Only the lines running from the one with "of the pavilion" to the end of the listing should be returned, each exactly as it appears, with both ends kept.

※ ※ ※

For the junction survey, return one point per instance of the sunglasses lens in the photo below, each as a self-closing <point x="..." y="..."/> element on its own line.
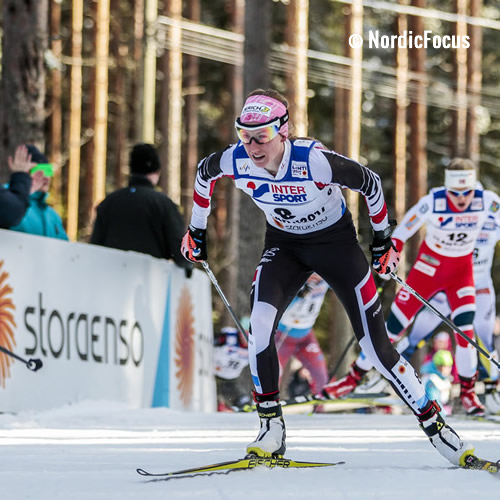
<point x="260" y="135"/>
<point x="460" y="193"/>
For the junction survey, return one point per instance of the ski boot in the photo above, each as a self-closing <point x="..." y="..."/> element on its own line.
<point x="345" y="385"/>
<point x="271" y="439"/>
<point x="469" y="398"/>
<point x="446" y="441"/>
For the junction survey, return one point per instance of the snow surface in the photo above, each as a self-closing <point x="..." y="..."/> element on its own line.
<point x="90" y="450"/>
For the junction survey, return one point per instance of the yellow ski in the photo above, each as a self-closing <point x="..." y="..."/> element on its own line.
<point x="246" y="463"/>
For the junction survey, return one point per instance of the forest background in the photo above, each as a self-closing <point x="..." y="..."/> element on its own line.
<point x="85" y="80"/>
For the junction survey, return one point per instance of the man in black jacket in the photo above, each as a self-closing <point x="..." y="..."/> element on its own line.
<point x="14" y="200"/>
<point x="138" y="217"/>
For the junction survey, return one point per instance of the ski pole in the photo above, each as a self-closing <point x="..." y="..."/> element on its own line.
<point x="33" y="364"/>
<point x="445" y="320"/>
<point x="213" y="279"/>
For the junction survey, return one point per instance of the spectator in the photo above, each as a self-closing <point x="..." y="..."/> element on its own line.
<point x="295" y="334"/>
<point x="14" y="199"/>
<point x="231" y="362"/>
<point x="40" y="218"/>
<point x="437" y="378"/>
<point x="138" y="217"/>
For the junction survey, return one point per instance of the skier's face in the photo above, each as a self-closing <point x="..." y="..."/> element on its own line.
<point x="460" y="199"/>
<point x="267" y="155"/>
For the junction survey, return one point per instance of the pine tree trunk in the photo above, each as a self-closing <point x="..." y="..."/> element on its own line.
<point x="256" y="75"/>
<point x="22" y="87"/>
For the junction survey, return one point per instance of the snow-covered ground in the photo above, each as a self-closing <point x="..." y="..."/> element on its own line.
<point x="91" y="450"/>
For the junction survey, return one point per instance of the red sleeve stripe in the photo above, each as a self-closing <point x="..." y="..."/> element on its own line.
<point x="200" y="200"/>
<point x="377" y="219"/>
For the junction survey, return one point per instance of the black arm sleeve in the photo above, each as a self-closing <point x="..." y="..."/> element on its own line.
<point x="98" y="231"/>
<point x="14" y="200"/>
<point x="175" y="229"/>
<point x="351" y="174"/>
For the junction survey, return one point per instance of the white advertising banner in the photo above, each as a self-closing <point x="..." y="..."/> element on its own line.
<point x="99" y="319"/>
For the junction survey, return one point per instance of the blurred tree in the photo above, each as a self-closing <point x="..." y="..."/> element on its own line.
<point x="22" y="85"/>
<point x="256" y="75"/>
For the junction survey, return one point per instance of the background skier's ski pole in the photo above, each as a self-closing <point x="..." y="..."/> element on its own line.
<point x="445" y="320"/>
<point x="213" y="279"/>
<point x="33" y="364"/>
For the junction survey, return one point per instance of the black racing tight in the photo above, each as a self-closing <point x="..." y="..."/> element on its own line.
<point x="334" y="253"/>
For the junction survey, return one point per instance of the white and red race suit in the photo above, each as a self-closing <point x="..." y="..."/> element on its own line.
<point x="309" y="229"/>
<point x="444" y="263"/>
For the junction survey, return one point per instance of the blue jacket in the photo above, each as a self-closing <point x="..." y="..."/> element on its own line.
<point x="41" y="219"/>
<point x="14" y="199"/>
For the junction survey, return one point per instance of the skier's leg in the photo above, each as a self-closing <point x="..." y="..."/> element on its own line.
<point x="484" y="324"/>
<point x="356" y="289"/>
<point x="423" y="325"/>
<point x="277" y="279"/>
<point x="403" y="310"/>
<point x="461" y="297"/>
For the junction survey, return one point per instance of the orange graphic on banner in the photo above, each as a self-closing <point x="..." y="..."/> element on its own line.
<point x="184" y="348"/>
<point x="7" y="324"/>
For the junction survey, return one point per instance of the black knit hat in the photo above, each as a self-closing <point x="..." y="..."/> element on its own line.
<point x="143" y="159"/>
<point x="36" y="156"/>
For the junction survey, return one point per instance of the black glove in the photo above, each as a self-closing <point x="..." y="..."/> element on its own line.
<point x="194" y="244"/>
<point x="385" y="256"/>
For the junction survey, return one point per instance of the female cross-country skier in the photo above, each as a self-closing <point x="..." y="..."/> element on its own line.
<point x="297" y="183"/>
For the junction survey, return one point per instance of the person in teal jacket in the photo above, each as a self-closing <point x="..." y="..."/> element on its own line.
<point x="40" y="218"/>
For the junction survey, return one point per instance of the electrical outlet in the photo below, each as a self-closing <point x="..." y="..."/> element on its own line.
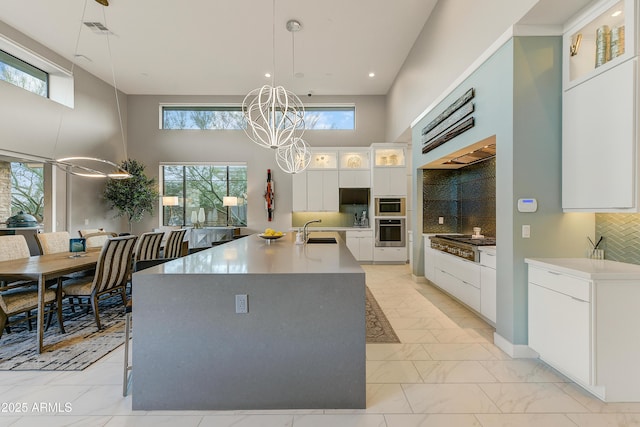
<point x="242" y="304"/>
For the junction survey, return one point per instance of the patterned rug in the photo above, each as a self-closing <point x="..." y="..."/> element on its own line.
<point x="379" y="329"/>
<point x="81" y="346"/>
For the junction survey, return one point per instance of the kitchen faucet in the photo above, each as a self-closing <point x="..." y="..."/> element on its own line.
<point x="305" y="233"/>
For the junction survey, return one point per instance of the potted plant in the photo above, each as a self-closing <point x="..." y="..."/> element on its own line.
<point x="134" y="196"/>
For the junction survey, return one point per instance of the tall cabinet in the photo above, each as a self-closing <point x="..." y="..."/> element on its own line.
<point x="600" y="110"/>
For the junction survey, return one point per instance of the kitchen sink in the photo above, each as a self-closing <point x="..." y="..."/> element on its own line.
<point x="321" y="240"/>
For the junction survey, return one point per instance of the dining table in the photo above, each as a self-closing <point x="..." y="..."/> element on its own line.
<point x="44" y="268"/>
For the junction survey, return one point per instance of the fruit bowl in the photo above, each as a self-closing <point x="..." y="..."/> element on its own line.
<point x="270" y="237"/>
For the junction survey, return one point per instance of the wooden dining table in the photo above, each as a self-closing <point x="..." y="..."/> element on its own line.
<point x="43" y="268"/>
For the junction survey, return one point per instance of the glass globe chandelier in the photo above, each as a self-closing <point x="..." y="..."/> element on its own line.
<point x="275" y="117"/>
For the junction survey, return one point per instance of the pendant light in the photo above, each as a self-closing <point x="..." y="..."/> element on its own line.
<point x="93" y="167"/>
<point x="275" y="118"/>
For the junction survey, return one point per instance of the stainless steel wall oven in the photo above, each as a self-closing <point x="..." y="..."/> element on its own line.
<point x="390" y="232"/>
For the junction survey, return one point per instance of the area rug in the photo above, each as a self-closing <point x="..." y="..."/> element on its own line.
<point x="81" y="346"/>
<point x="379" y="329"/>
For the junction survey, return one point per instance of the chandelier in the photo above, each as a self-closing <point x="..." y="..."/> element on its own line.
<point x="275" y="118"/>
<point x="93" y="167"/>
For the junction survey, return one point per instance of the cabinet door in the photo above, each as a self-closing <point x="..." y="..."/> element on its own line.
<point x="330" y="191"/>
<point x="299" y="184"/>
<point x="599" y="142"/>
<point x="560" y="330"/>
<point x="488" y="293"/>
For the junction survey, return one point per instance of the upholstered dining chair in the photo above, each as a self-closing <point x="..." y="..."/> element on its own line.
<point x="97" y="240"/>
<point x="173" y="245"/>
<point x="148" y="246"/>
<point x="54" y="242"/>
<point x="111" y="275"/>
<point x="17" y="297"/>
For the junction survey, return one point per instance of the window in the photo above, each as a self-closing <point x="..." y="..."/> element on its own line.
<point x="231" y="118"/>
<point x="24" y="75"/>
<point x="201" y="189"/>
<point x="202" y="118"/>
<point x="330" y="118"/>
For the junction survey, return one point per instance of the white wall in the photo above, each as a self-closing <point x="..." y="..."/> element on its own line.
<point x="152" y="145"/>
<point x="457" y="32"/>
<point x="30" y="125"/>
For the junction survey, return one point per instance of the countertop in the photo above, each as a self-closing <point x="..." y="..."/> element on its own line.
<point x="253" y="255"/>
<point x="590" y="269"/>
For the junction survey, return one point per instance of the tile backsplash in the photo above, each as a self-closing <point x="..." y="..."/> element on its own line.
<point x="464" y="198"/>
<point x="621" y="241"/>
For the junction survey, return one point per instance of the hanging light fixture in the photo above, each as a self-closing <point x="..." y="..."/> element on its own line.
<point x="275" y="117"/>
<point x="93" y="167"/>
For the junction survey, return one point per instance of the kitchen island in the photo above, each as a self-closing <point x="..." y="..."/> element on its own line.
<point x="301" y="344"/>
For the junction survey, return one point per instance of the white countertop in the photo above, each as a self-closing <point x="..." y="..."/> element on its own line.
<point x="253" y="255"/>
<point x="591" y="269"/>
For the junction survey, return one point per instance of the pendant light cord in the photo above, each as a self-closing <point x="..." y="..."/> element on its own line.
<point x="73" y="66"/>
<point x="115" y="86"/>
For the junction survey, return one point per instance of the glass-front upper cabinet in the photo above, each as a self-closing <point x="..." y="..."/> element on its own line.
<point x="389" y="157"/>
<point x="601" y="37"/>
<point x="353" y="159"/>
<point x="324" y="160"/>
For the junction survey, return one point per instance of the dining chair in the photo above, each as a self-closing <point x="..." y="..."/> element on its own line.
<point x="111" y="275"/>
<point x="173" y="248"/>
<point x="97" y="240"/>
<point x="53" y="243"/>
<point x="17" y="297"/>
<point x="148" y="246"/>
<point x="140" y="265"/>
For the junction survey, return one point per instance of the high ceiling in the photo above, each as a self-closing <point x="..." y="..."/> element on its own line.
<point x="226" y="47"/>
<point x="208" y="47"/>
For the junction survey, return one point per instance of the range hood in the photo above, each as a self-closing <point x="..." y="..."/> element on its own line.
<point x="474" y="153"/>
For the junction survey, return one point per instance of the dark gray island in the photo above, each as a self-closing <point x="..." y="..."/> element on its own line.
<point x="301" y="345"/>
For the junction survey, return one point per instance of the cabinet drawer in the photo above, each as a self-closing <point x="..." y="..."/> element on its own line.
<point x="464" y="270"/>
<point x="488" y="258"/>
<point x="559" y="282"/>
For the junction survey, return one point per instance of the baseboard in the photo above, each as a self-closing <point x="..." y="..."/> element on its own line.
<point x="517" y="351"/>
<point x="418" y="279"/>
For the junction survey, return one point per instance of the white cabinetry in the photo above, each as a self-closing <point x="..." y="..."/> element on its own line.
<point x="360" y="243"/>
<point x="355" y="169"/>
<point x="488" y="284"/>
<point x="581" y="316"/>
<point x="316" y="189"/>
<point x="600" y="110"/>
<point x="389" y="171"/>
<point x="458" y="277"/>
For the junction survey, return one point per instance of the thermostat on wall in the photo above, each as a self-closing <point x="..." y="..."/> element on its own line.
<point x="527" y="205"/>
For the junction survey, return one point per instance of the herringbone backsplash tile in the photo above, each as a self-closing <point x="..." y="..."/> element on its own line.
<point x="621" y="233"/>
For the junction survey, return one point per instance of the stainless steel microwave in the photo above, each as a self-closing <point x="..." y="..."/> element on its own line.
<point x="390" y="206"/>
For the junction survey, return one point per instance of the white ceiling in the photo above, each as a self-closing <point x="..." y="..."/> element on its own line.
<point x="226" y="47"/>
<point x="215" y="47"/>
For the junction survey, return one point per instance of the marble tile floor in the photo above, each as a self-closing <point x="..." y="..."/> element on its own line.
<point x="446" y="372"/>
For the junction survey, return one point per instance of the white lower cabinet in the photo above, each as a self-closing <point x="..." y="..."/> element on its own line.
<point x="360" y="243"/>
<point x="488" y="284"/>
<point x="458" y="277"/>
<point x="582" y="320"/>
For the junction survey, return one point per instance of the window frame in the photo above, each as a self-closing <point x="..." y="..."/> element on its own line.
<point x="182" y="206"/>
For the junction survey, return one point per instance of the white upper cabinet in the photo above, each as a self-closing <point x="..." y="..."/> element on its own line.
<point x="355" y="169"/>
<point x="599" y="117"/>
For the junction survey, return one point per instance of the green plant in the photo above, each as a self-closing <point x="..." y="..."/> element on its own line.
<point x="134" y="196"/>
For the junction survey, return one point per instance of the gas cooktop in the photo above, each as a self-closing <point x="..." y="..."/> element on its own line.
<point x="466" y="238"/>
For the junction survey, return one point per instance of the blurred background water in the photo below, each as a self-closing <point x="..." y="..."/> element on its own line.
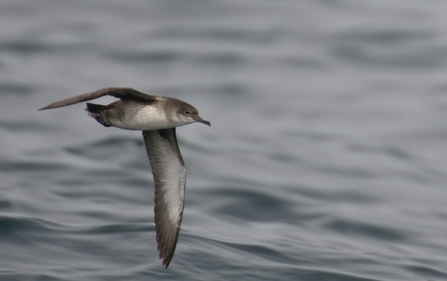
<point x="326" y="158"/>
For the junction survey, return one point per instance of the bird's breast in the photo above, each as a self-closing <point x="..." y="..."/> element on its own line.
<point x="143" y="118"/>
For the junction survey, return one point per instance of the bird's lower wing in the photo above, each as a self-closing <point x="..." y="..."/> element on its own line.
<point x="169" y="173"/>
<point x="121" y="93"/>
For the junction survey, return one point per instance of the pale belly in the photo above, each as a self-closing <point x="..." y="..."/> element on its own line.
<point x="144" y="119"/>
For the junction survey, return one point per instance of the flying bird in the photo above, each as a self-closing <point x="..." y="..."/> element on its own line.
<point x="157" y="117"/>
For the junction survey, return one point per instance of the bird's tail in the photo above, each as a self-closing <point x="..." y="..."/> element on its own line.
<point x="94" y="111"/>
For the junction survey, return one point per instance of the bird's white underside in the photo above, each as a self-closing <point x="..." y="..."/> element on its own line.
<point x="146" y="119"/>
<point x="173" y="183"/>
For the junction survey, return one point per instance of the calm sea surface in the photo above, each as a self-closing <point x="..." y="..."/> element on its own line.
<point x="326" y="158"/>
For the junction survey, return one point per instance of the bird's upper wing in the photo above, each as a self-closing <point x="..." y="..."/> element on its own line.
<point x="169" y="173"/>
<point x="121" y="93"/>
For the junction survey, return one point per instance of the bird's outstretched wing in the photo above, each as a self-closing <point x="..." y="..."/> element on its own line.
<point x="121" y="93"/>
<point x="169" y="173"/>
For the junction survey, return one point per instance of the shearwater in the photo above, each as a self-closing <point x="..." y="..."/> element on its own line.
<point x="157" y="117"/>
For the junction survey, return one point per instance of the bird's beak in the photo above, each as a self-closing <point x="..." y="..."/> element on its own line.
<point x="198" y="119"/>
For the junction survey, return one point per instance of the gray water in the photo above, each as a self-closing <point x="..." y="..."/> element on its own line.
<point x="326" y="158"/>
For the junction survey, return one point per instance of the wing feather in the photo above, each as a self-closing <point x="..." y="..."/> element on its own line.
<point x="121" y="93"/>
<point x="169" y="173"/>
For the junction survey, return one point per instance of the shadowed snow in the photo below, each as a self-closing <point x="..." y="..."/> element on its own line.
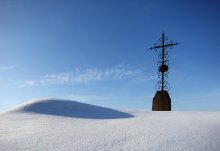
<point x="70" y="109"/>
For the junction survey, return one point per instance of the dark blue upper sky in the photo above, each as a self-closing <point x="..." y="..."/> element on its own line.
<point x="96" y="51"/>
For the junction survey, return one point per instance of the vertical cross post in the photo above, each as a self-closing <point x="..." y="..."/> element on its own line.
<point x="161" y="100"/>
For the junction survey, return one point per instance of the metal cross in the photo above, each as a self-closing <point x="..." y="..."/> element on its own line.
<point x="163" y="61"/>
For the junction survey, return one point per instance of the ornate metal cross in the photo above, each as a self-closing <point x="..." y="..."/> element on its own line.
<point x="163" y="62"/>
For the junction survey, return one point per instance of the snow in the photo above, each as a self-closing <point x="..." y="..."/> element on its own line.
<point x="55" y="125"/>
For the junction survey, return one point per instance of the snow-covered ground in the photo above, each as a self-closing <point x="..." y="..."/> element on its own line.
<point x="67" y="125"/>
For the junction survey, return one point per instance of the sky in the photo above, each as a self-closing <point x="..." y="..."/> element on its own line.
<point x="97" y="52"/>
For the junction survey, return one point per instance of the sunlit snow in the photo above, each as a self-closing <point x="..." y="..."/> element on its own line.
<point x="52" y="125"/>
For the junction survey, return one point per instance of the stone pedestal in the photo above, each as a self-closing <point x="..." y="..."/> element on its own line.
<point x="161" y="101"/>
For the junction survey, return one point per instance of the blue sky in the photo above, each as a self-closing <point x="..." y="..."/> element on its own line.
<point x="96" y="52"/>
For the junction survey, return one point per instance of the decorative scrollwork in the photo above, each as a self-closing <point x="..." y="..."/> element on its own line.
<point x="166" y="85"/>
<point x="163" y="61"/>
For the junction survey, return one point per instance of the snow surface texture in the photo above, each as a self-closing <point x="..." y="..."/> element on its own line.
<point x="60" y="125"/>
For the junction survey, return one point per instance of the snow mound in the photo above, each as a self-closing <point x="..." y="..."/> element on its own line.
<point x="33" y="126"/>
<point x="69" y="109"/>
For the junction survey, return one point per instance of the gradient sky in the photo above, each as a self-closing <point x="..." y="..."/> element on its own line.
<point x="96" y="52"/>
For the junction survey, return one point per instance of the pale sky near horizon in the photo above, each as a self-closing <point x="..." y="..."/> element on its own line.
<point x="97" y="52"/>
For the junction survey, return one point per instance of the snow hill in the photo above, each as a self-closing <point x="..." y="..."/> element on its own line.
<point x="55" y="125"/>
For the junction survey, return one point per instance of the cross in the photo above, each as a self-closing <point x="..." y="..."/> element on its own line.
<point x="163" y="61"/>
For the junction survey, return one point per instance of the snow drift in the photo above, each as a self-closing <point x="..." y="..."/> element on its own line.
<point x="70" y="109"/>
<point x="55" y="125"/>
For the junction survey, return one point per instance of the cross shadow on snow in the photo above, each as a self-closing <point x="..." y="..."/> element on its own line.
<point x="73" y="109"/>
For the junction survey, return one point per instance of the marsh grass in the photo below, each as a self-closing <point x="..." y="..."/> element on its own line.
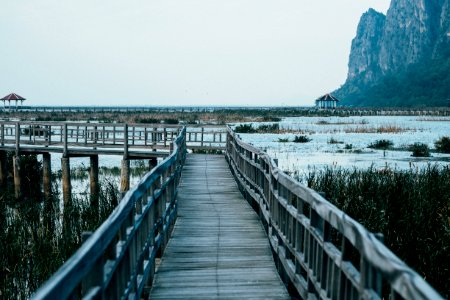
<point x="381" y="145"/>
<point x="38" y="235"/>
<point x="419" y="150"/>
<point x="301" y="139"/>
<point x="410" y="208"/>
<point x="443" y="144"/>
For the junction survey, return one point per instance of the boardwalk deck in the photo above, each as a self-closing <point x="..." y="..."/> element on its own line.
<point x="219" y="249"/>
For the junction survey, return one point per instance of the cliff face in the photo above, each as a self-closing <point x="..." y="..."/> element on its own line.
<point x="364" y="56"/>
<point x="412" y="31"/>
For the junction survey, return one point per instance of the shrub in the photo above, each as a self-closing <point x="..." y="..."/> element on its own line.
<point x="419" y="150"/>
<point x="443" y="144"/>
<point x="268" y="128"/>
<point x="301" y="139"/>
<point x="171" y="121"/>
<point x="334" y="141"/>
<point x="147" y="120"/>
<point x="381" y="144"/>
<point x="244" y="128"/>
<point x="271" y="119"/>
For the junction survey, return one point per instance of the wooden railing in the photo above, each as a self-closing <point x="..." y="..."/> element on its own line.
<point x="320" y="251"/>
<point x="206" y="137"/>
<point x="118" y="259"/>
<point x="65" y="135"/>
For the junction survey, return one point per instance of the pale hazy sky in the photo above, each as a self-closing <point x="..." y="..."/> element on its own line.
<point x="176" y="52"/>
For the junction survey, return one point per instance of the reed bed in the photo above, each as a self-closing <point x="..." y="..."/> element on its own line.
<point x="410" y="208"/>
<point x="38" y="235"/>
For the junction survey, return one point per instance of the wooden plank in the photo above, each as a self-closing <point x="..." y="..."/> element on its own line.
<point x="218" y="249"/>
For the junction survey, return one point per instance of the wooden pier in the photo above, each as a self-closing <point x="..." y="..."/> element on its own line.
<point x="218" y="249"/>
<point x="197" y="237"/>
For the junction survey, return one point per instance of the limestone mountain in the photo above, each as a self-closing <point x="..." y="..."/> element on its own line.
<point x="401" y="59"/>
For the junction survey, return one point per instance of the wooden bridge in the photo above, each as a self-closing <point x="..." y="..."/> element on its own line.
<point x="186" y="230"/>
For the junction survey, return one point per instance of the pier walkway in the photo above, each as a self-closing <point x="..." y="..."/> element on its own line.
<point x="218" y="248"/>
<point x="212" y="226"/>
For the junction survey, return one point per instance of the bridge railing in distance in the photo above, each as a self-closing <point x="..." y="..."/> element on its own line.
<point x="108" y="135"/>
<point x="67" y="134"/>
<point x="118" y="259"/>
<point x="319" y="250"/>
<point x="206" y="137"/>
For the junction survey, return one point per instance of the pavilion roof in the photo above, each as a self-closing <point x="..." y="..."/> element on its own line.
<point x="327" y="97"/>
<point x="12" y="96"/>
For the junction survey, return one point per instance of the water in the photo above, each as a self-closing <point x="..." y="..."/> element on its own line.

※ ※ ※

**Answer:**
For the junction survey, return one point per instance of the pavilion roof in the photo above, each as a self-closing <point x="..." y="..."/> element on its own line.
<point x="327" y="97"/>
<point x="12" y="96"/>
For the junction survey, return one point per instance of the water in the photo above, each as a self-closing <point x="..." y="..."/> element on its own line.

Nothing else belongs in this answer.